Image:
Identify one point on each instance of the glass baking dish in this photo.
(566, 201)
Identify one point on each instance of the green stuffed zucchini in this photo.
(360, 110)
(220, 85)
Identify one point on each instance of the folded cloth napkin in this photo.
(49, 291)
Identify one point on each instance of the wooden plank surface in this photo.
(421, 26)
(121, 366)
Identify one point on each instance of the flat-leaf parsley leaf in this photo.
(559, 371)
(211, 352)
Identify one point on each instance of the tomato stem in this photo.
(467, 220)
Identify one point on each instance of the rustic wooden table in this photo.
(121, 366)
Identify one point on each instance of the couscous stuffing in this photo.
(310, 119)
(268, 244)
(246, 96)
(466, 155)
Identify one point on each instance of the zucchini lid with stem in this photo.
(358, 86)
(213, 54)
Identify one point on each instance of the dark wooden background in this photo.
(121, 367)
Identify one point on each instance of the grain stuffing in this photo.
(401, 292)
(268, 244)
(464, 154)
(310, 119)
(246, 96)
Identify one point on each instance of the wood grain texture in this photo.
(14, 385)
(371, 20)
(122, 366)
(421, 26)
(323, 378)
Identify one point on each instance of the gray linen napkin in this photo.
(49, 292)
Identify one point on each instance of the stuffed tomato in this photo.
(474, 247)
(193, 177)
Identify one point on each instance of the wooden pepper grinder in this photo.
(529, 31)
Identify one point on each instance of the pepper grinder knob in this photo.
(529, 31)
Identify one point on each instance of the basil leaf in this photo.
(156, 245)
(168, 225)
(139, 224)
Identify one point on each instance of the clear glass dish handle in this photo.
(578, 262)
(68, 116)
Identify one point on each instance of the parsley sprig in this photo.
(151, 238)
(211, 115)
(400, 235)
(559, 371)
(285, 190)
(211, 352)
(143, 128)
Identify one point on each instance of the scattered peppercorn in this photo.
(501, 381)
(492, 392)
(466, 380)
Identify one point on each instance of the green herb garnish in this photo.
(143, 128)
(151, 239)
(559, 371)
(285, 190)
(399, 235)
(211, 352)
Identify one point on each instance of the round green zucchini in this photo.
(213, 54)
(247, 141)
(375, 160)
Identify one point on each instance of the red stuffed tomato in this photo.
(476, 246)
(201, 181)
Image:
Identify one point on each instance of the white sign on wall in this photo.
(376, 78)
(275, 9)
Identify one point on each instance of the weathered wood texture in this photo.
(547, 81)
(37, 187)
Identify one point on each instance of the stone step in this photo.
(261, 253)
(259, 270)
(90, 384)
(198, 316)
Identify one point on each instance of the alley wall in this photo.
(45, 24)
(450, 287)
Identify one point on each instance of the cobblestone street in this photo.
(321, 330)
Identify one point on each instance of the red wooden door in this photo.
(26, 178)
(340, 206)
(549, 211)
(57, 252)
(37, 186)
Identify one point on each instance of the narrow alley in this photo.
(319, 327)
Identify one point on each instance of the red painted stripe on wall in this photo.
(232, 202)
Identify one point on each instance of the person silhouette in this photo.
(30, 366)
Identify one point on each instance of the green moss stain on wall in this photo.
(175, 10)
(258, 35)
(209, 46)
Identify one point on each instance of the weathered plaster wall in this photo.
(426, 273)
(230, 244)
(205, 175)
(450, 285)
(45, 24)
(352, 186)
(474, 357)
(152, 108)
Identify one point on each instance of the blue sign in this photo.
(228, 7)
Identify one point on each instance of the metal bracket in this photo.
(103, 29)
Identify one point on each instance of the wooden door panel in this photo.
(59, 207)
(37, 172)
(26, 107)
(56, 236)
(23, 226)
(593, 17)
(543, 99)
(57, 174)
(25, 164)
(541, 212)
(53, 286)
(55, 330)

• • • • •

=== WHAT YOU HAVE TO DO ===
Rewrite the lines starting with the line that contains "Identify one point on each instance of the weathered plaster" and going on through the last line, renaming "metal bracket" to "iron bracket" and keeping everything else the same.

=== ANSWER FOR THIS EXERCISE ===
Identify one point on each instance of the weathered plaster wall in this photo.
(426, 273)
(230, 244)
(205, 175)
(450, 285)
(45, 24)
(352, 186)
(474, 357)
(152, 108)
Identify one point on each instance of the blue sign in this photo.
(228, 7)
Identify one point on each instance of the iron bracket in this photo.
(103, 29)
Identify one point on each instance of the wooden door panel in this photo.
(59, 207)
(37, 172)
(26, 107)
(56, 236)
(23, 226)
(593, 17)
(543, 99)
(57, 174)
(25, 164)
(541, 212)
(53, 286)
(55, 330)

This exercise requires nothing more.